Try it
Determine whether each statement below agrees with the commentary on the New York Times piece, answering yes or no and quoting the deciding words: (a) The writer read the piece only once. (b) The writer read the piece after being prompted by a tweet. (c) The authors claim there are no differences between male and female brains.

I saw this headline in the New York Times on Monday and was immediately annoyed:
Later on, spurred by a tweet, I read the piece and got annoyed all over again. But then, while I was stewing over it, I suddenly realized that I was off track. So I went back to read it a second time, and sure enough, I had been annoyed by the wrong thing. Here are a series of excerpted phrases that describe things the authors say are wrong:
men’s and women’s natures can be usefully and meaningfully carved into two categories or “natural kinds,” that are distinct, timeless, and deeply biologically grounded … “extreme male brain” theory of autism … “the male brain,” that drives ways of thinking, feeling, and behaving that distinguish the typical boy and man from the typical “empathizing” girl and woman … two different classes of brains … “male brains” and “female brains,” and “male natures” and “female natures” … exclusively “female-typical” features or “male-typical” features.
What’s going on here is subtle—and may not be clear solely from the excerpts—but the authors are being very, very careful. As it turns out, they aren’t saying there are no differences between male and female brains. They are merely arguing against the extreme notion that these differences are overwhelming.

Supplied information
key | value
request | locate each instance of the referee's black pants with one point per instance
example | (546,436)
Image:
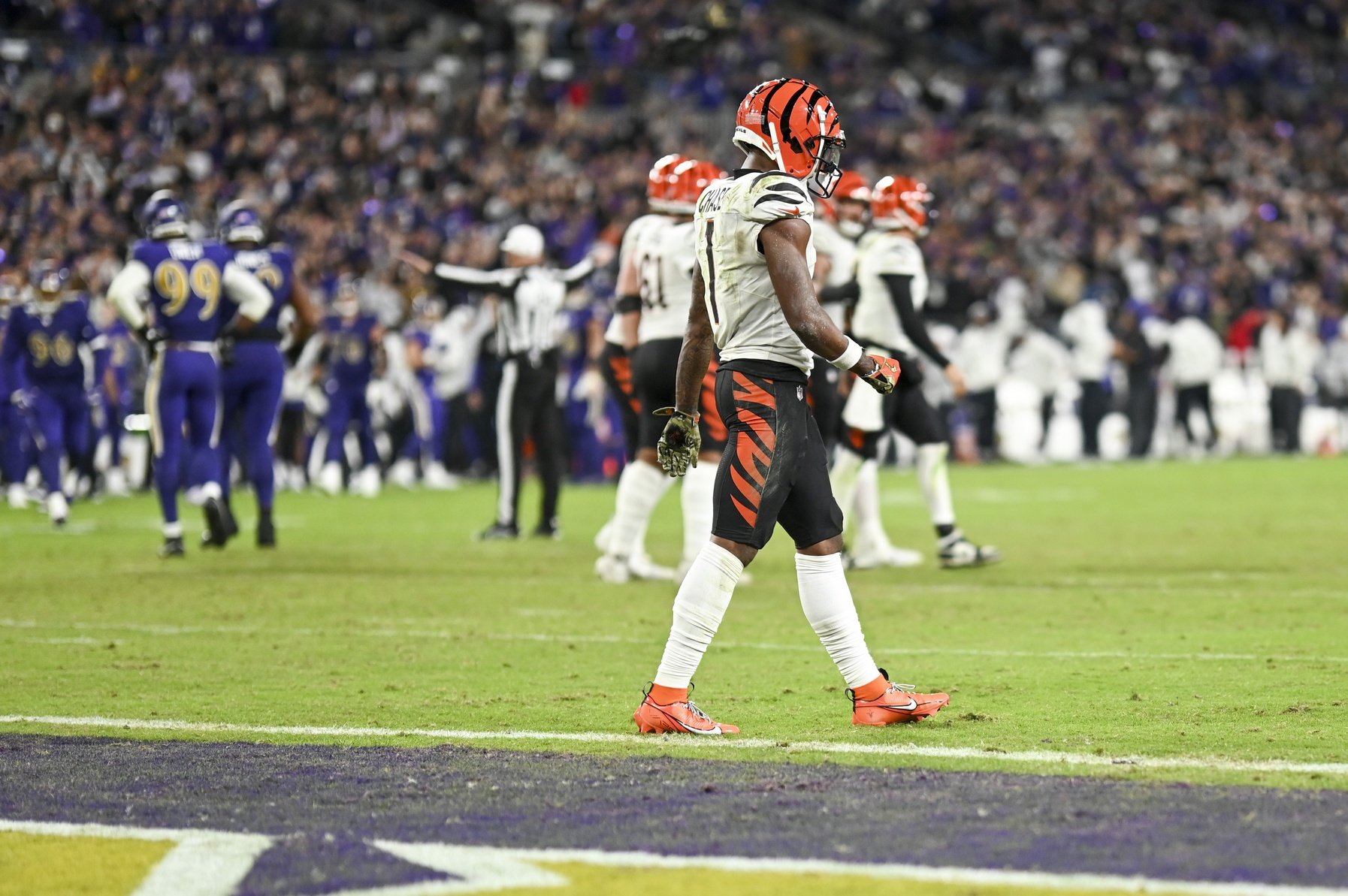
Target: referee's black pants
(526,406)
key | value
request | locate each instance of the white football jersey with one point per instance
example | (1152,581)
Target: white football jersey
(633,237)
(740,300)
(666,261)
(842,254)
(875,321)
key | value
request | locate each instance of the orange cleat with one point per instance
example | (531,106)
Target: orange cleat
(898,704)
(681,717)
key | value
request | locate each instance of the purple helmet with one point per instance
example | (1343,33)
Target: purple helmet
(163,216)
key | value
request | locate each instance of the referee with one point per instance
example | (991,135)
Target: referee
(530,298)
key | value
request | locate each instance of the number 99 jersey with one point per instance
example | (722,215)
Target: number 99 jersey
(185,286)
(740,300)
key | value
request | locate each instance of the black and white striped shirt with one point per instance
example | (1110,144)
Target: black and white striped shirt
(529,321)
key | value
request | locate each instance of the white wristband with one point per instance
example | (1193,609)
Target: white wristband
(850,357)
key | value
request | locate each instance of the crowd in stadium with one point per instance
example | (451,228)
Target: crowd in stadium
(1111,192)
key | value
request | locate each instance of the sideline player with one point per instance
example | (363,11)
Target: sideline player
(893,285)
(49,333)
(252,378)
(665,259)
(621,339)
(752,298)
(185,281)
(351,341)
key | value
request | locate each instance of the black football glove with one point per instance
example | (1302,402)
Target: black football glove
(884,376)
(680,444)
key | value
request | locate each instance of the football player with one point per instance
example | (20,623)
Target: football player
(621,339)
(116,398)
(893,283)
(754,300)
(431,414)
(14,430)
(665,259)
(836,232)
(351,341)
(49,333)
(252,376)
(185,281)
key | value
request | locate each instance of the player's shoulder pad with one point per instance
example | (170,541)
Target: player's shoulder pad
(772,196)
(896,254)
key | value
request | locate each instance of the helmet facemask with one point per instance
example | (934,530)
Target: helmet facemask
(828,163)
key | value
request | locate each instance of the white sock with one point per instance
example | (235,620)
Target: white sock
(699,609)
(827,602)
(639,490)
(699,504)
(847,466)
(870,526)
(933,472)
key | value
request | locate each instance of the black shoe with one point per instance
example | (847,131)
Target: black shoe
(499,532)
(266,531)
(220,523)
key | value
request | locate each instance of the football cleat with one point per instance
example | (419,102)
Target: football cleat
(682,717)
(898,704)
(115,483)
(57,508)
(329,478)
(220,523)
(614,570)
(499,532)
(266,531)
(956,551)
(403,473)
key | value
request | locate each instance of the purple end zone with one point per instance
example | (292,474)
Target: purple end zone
(327,799)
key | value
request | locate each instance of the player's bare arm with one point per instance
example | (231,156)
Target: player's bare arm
(307,318)
(681,442)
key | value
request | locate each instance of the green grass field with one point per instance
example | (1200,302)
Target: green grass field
(1150,611)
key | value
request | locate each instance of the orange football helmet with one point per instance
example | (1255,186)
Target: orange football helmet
(852,186)
(901,204)
(660,183)
(687,183)
(793,123)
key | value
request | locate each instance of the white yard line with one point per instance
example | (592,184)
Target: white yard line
(159,629)
(491,870)
(1201,763)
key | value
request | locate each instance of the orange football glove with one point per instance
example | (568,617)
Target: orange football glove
(884,376)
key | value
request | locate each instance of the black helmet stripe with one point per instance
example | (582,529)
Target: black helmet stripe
(786,117)
(767,100)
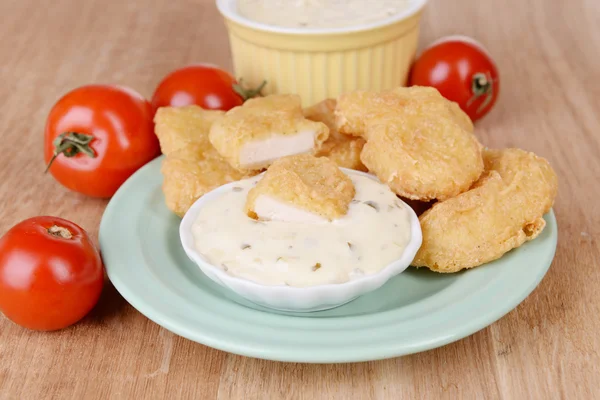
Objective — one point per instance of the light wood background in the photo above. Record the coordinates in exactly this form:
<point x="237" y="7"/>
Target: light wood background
<point x="548" y="53"/>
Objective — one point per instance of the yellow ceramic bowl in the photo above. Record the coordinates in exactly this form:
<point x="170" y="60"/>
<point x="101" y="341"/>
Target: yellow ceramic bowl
<point x="322" y="63"/>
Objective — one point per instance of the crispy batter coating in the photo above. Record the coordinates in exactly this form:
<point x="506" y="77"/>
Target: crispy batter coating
<point x="418" y="142"/>
<point x="344" y="150"/>
<point x="503" y="210"/>
<point x="191" y="172"/>
<point x="313" y="184"/>
<point x="253" y="135"/>
<point x="176" y="127"/>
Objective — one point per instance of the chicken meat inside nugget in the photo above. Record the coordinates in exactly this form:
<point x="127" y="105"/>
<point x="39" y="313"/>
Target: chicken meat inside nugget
<point x="191" y="172"/>
<point x="176" y="127"/>
<point x="344" y="150"/>
<point x="301" y="188"/>
<point x="418" y="142"/>
<point x="502" y="211"/>
<point x="264" y="129"/>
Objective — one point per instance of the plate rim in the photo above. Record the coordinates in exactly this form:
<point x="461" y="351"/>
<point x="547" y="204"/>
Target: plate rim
<point x="356" y="355"/>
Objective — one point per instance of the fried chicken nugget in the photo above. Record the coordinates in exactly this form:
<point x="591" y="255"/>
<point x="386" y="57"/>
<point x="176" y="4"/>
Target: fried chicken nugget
<point x="191" y="172"/>
<point x="264" y="129"/>
<point x="418" y="142"/>
<point x="177" y="127"/>
<point x="502" y="211"/>
<point x="344" y="150"/>
<point x="301" y="188"/>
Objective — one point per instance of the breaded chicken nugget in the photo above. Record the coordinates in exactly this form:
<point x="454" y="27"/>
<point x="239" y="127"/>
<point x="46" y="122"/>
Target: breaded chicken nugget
<point x="301" y="188"/>
<point x="503" y="210"/>
<point x="263" y="129"/>
<point x="176" y="127"/>
<point x="191" y="172"/>
<point x="344" y="150"/>
<point x="418" y="142"/>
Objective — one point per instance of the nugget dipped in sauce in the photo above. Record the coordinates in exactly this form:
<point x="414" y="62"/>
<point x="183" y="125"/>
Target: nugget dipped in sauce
<point x="301" y="188"/>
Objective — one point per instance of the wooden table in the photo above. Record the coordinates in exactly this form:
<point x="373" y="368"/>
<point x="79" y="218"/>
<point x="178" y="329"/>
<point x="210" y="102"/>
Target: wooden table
<point x="547" y="53"/>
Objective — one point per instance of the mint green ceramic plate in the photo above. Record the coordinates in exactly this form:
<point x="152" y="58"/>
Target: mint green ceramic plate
<point x="416" y="311"/>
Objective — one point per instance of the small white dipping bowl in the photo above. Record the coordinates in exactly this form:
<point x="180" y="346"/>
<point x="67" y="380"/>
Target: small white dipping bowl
<point x="298" y="299"/>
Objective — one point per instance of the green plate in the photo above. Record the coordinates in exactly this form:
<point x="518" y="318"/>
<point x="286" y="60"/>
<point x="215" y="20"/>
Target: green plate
<point x="415" y="311"/>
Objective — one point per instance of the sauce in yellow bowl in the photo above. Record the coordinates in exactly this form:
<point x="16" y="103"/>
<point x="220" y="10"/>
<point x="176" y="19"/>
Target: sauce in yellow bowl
<point x="373" y="52"/>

Task result
(a) No: "So I went back to read it a second time"
(b) Yes: "Later on, spurred by a tweet, I read the piece"
(c) No: "they aren’t saying there are no differences between male and female brains"